Work out how many lines in the items below contain the string "royal", matching case exactly. Reply with only that number.

### Input for this task
■ ■ ■

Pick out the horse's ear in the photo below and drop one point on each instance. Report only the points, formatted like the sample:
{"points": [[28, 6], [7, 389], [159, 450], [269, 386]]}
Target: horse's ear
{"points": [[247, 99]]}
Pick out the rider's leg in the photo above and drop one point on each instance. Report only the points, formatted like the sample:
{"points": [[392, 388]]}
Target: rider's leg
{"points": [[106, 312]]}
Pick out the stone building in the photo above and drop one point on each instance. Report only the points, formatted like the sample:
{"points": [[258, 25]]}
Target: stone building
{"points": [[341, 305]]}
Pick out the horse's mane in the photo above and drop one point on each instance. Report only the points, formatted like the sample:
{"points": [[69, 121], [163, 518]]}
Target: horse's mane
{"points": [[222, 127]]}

■ ■ ■

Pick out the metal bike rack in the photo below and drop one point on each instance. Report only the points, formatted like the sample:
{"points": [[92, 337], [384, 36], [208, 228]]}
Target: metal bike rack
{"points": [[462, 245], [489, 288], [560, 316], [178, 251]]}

■ ■ ■

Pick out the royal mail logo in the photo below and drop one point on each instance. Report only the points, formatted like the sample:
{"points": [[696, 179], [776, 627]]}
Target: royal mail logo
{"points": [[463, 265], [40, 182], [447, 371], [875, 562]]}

■ ■ ■

### Response to this task
2